Der experimentelle Horror im TikTok-Hit „Skinamarink“ spielt mit unseren Kindheitsängsten und wirkt dabei wie die verzerrte Erinnerung an einen fast vergessenen Albtraum.

Von René Froschmayer

Im Dunkeln lauert das Ungewisse. Schlangen, Spinnen oder noch Schlimmeres. Die Unsicherheit mag uns einen Schauer über den Rücken jagen, die Härchen auf unseren Körpern in die Höhe jagen. Besonders intensiv ist die Angst vor der Dunkelheit (Achluophobie) in der Kindheit und ein fixer Bestandteil im Albtraumrepertoire der Heranwachsenden. Wahrscheinlich erinnert sich noch die eine oder andere Person an einen besonders schlimmen kindlichen Albtraum, der sie nachhaltig aus den Federn gerissen hat.

In seinem Regiedebut „Skinamarink“ setzt der kanadische Regisseur Kyle Edward Ball auf eben diese Horrortrumpfkarte und katapultiert die Zuseher*innen zurück in solche Traumszenarien.

War da etwas oder spinn’ ich?

-- Aufgabe A --
Kopiere die Datensätze wortgetreu, beginnend mit der Zeile, die „Keep to these rules. Indicate every instance of the wooden“ enthält, bis einschließlich zum Ende der Datensätze.

-- Rohdaten --
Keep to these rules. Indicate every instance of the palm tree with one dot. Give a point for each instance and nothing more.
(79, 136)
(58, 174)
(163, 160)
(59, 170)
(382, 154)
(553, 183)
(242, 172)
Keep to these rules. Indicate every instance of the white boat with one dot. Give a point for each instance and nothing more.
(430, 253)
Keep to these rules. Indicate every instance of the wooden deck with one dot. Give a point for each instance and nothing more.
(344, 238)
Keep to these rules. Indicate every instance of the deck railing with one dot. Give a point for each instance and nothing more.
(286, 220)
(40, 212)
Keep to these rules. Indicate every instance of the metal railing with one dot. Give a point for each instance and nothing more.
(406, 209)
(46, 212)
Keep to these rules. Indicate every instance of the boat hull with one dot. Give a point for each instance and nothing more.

-- Aufgabe B --
Wer führt laut dem Text über „Skinamarink“ bei diesem Film Regie?

-- Musterlösung A --
Keep to these rules. Indicate every instance of the wooden deck with one dot. Give a point for each instance and nothing more.
(344, 238)
Keep to these rules. Indicate every instance of the deck railing with one dot. Give a point for each instance and nothing more.
(286, 220)
(40, 212)
Keep to these rules. Indicate every instance of the metal railing with one dot. Give a point for each instance and nothing more.
(406, 209)
(46, 212)
Keep to these rules. Indicate every instance of the boat hull with one dot. Give a point for each instance and nothing more.

-- Musterlösung B --
Der kanadische Regisseur Kyle Edward Ball.